This post shows students and new users steps to install Moodle course management platform on Ubuntu with Nginx web server and free Let’s Encrypt SSL certificate to make sure visitors are communicating over HTTPS only.

Moodle is an open source course manage system that works great for professionals, businesses and colleges who want to run and manage their courses or training materials online securely.

It is probably the best and most popular open source learning management platform available today. However, if you’re going to be setting up Moodle in your own environment, make sure to run it over HTTPS.

This setup might take a while to complete and the process below should work on other Linux platform as well.

To get started with installing Moodle on Ubuntu Linux with Nginx and Let’s Encrypt, follow the steps below.

How to setup your domain

If you’re going to be using Let’s Encrypt, you should then make sure your domain is configured correctly. This setup assumes that your domain name is called example.com and is pointing to your server with IP address 192.168.1.2

Don’t forget to also make sure www CNAME is pointing to the domain name. Should look like something below:

example.com        A       ==========>    192.168.1.2
www               CNAME    ==========>    example.com

How to install Nginx on Ubuntu Linux

As mentioned above, we’re going to be using Nginx web server to run Moodle. Moodle requires a web server to function, and Nginx is one of the most popular open source web servers available today.

To install Nginx on Ubuntu, run the commands below:

sudo apt update
sudo apt install nginx

After installing Nginx, the commands below can be used to stop, start and enable Nginx services to always start up everytime your server starts up.

sudo systemctl stop nginx.service
sudo systemctl start nginx.service
sudo systemctl enable nginx.service

To test whether Nginx is installed and functioning, open your web browser and browse to the server’s IP address or hostname.

http://localhost
nginx default home page test

If you see the above page in your browser, then Nginx is working as expected.

**WHAT TO WORK ON:** Condense the paragraph in the Moodle installation guide that begins "If you’re going to be using Let’s Encrypt" into one shorter sentence that keeps its main facts.

**STORED ROWS:**
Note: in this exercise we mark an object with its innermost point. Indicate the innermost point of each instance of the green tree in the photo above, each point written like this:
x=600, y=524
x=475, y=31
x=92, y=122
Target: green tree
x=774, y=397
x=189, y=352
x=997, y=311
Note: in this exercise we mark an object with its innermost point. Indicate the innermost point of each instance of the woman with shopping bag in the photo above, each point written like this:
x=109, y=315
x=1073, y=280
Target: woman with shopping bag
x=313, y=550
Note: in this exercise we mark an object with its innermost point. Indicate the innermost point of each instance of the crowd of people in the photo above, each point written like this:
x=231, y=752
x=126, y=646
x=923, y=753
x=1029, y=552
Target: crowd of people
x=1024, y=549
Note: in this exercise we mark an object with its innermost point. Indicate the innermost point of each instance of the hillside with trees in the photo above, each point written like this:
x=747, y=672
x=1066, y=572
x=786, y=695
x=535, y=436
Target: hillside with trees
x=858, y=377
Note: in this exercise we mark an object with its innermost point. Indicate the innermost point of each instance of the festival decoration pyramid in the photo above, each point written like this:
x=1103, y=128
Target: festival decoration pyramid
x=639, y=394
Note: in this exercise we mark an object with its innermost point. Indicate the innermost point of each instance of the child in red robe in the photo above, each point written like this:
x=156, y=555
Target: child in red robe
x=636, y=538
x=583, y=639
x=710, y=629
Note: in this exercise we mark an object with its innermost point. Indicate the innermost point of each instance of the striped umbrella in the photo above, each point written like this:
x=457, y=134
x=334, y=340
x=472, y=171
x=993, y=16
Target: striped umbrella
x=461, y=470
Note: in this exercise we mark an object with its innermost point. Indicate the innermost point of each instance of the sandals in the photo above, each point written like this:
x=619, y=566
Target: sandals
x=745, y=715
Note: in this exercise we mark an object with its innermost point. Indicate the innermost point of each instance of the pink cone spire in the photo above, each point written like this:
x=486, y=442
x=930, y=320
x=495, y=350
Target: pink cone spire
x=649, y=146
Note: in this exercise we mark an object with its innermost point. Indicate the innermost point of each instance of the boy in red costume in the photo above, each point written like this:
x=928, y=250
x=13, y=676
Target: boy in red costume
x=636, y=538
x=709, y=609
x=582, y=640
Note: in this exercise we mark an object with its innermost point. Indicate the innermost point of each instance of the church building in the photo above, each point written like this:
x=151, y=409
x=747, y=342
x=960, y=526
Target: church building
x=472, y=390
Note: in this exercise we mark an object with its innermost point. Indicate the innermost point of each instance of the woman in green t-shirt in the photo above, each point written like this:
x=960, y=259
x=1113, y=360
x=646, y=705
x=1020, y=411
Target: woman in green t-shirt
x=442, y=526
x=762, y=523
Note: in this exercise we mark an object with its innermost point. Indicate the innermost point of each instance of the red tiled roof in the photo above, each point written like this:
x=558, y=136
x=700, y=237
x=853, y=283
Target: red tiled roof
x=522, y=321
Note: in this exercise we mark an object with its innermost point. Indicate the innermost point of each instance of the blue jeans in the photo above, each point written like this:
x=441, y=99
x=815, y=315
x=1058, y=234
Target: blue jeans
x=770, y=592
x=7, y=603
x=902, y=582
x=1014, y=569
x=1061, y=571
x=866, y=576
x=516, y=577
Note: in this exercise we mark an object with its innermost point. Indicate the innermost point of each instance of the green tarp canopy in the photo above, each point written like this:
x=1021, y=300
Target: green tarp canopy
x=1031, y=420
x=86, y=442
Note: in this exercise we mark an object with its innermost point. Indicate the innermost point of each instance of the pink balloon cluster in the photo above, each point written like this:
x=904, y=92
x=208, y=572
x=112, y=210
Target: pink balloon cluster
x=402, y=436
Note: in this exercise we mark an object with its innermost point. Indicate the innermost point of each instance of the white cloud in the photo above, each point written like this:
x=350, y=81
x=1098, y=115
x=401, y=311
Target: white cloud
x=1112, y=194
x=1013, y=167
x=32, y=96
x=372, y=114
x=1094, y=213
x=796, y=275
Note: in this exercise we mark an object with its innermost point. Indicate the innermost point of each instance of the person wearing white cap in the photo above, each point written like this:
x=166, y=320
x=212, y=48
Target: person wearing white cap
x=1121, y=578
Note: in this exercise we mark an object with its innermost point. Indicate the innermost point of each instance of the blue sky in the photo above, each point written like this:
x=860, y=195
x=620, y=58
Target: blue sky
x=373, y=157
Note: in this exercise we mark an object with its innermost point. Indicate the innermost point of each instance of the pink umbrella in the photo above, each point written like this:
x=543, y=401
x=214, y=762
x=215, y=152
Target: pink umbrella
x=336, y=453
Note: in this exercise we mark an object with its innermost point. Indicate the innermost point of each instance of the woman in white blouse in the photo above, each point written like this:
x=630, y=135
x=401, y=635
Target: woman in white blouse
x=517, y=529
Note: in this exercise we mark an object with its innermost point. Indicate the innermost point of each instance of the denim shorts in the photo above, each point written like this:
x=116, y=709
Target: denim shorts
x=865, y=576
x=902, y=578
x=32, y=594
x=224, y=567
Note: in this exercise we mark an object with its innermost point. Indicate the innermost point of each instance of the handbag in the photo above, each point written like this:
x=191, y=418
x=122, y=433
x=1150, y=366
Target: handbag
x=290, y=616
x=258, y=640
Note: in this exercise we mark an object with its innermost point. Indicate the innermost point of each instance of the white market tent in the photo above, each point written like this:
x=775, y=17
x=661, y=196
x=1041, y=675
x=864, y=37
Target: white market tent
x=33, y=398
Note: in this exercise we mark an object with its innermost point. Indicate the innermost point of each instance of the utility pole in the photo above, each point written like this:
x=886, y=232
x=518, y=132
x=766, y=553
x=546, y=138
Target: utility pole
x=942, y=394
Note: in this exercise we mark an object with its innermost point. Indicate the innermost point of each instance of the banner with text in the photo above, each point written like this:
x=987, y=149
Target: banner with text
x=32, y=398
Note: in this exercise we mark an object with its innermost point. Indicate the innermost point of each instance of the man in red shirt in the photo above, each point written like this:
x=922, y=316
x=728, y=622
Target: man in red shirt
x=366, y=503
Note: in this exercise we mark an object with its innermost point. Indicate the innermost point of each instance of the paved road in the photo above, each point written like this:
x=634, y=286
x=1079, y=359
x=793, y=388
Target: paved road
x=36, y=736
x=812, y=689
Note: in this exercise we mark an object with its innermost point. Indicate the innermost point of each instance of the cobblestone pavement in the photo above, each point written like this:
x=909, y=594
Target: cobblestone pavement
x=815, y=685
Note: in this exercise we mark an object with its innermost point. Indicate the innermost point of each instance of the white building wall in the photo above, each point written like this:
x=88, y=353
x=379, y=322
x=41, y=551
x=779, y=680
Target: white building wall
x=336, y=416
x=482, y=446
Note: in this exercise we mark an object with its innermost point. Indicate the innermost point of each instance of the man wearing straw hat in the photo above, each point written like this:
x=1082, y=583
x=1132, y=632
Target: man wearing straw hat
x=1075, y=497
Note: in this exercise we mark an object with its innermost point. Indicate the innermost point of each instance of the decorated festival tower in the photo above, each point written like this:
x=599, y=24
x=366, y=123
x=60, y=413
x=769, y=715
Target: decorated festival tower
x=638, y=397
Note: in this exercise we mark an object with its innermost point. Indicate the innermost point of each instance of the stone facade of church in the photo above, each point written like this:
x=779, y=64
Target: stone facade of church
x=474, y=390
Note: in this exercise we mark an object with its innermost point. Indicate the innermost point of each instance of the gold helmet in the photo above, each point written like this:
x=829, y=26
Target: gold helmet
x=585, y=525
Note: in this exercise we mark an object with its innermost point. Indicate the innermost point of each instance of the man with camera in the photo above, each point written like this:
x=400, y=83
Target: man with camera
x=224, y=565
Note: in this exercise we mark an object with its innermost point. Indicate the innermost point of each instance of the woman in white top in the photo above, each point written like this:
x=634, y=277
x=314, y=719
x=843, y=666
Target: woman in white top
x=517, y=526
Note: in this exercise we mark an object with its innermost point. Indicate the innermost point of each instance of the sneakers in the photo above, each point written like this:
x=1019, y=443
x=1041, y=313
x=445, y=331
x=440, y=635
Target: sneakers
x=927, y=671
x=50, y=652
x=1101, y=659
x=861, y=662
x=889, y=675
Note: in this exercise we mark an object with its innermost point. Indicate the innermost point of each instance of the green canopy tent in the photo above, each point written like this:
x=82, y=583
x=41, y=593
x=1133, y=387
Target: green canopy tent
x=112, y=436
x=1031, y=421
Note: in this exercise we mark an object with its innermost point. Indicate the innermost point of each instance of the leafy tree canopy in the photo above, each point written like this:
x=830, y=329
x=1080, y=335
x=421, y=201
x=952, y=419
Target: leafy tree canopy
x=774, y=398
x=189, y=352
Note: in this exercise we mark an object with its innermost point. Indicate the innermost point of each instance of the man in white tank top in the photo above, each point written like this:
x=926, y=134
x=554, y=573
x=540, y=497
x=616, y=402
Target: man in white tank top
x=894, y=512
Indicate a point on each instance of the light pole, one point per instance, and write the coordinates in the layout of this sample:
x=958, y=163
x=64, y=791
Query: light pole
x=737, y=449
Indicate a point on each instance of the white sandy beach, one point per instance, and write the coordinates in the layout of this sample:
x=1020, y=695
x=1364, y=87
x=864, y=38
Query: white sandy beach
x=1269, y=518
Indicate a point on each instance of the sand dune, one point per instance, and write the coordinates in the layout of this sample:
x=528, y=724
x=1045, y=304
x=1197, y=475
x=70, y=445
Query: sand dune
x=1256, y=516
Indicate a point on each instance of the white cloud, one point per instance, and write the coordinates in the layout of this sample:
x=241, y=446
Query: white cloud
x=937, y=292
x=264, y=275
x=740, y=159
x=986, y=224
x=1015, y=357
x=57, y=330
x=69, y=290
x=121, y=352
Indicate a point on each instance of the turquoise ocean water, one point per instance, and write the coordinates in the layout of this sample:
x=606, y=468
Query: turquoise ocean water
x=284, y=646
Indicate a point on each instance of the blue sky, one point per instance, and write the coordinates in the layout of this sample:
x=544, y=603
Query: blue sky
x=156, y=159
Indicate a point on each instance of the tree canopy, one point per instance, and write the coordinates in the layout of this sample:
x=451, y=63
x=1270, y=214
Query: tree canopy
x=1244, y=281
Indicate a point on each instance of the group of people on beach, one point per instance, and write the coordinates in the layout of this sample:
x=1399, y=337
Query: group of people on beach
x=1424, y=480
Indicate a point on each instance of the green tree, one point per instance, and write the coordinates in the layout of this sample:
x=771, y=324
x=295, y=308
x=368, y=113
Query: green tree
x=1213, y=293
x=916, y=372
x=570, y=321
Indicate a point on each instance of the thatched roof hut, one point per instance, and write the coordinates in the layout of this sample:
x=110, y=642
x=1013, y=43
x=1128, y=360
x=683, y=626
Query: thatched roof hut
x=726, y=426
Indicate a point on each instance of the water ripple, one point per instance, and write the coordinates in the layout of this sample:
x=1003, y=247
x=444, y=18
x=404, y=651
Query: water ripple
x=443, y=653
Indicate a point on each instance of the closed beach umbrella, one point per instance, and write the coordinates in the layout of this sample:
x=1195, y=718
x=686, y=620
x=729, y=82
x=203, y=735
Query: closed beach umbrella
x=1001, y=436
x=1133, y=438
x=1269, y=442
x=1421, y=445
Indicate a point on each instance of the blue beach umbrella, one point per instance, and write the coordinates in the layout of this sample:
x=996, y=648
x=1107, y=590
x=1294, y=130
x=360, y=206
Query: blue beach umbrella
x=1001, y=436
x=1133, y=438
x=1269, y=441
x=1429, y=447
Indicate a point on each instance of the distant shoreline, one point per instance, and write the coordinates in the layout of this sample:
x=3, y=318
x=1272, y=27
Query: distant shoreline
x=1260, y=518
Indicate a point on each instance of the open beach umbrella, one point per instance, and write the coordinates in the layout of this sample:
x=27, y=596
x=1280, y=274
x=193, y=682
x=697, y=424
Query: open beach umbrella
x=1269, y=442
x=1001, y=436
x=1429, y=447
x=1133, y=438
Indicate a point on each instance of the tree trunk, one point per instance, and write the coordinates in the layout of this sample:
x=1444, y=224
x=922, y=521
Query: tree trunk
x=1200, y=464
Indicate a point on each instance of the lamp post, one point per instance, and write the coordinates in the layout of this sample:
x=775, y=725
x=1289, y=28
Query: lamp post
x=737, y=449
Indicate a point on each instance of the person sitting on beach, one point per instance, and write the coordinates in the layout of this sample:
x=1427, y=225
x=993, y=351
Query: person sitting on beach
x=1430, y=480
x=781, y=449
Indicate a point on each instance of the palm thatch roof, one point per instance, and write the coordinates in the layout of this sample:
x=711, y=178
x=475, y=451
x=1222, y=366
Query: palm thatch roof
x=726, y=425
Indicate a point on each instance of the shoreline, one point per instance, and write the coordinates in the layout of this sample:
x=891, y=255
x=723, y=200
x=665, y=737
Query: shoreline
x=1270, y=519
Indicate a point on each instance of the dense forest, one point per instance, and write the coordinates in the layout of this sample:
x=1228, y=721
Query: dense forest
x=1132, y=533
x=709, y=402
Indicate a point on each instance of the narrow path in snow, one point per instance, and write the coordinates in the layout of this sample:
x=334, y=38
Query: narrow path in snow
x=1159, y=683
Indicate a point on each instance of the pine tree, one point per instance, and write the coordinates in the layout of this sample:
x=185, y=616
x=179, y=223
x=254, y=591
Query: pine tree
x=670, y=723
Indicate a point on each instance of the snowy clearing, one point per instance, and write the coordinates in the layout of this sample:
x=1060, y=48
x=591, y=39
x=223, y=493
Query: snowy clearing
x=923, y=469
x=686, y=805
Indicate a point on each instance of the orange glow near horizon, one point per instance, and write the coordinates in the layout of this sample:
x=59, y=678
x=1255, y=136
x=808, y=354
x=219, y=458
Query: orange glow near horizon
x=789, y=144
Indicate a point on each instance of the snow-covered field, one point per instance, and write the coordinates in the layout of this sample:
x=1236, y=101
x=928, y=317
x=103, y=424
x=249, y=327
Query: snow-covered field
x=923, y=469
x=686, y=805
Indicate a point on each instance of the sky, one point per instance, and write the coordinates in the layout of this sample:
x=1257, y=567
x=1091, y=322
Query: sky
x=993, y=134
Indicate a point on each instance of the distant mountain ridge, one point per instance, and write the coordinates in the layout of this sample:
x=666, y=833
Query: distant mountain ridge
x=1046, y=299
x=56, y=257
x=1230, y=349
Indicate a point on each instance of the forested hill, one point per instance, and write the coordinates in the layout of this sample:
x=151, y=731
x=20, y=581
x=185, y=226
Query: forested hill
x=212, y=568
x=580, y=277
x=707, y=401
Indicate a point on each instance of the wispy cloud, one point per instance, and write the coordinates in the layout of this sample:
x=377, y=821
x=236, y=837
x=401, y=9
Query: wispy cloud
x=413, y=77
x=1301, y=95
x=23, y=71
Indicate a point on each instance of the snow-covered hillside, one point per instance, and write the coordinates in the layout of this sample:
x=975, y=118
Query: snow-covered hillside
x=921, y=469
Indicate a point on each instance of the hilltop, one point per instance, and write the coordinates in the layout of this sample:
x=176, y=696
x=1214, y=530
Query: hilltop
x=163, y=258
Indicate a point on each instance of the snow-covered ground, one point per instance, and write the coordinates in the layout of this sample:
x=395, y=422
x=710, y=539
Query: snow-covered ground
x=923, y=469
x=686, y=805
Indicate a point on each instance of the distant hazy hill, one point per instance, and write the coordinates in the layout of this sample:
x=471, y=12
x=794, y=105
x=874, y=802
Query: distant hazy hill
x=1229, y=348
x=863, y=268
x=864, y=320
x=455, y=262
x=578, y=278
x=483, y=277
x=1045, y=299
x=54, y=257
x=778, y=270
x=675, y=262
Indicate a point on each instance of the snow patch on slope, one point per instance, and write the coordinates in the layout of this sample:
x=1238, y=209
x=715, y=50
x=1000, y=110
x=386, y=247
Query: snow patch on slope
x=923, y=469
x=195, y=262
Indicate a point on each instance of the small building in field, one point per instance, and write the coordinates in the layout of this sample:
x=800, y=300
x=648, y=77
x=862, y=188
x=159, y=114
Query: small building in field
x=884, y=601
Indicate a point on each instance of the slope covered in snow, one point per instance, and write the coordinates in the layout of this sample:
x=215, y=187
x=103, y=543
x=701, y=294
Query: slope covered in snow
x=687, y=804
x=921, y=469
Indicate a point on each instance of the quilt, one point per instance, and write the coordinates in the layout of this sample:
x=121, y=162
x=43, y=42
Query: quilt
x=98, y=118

**RESULT FOR THIS EXERCISE:** To use Let’s Encrypt, make sure your domain is configured correctly; this setup assumes the domain example.com points to your server at IP address 192.168.1.2.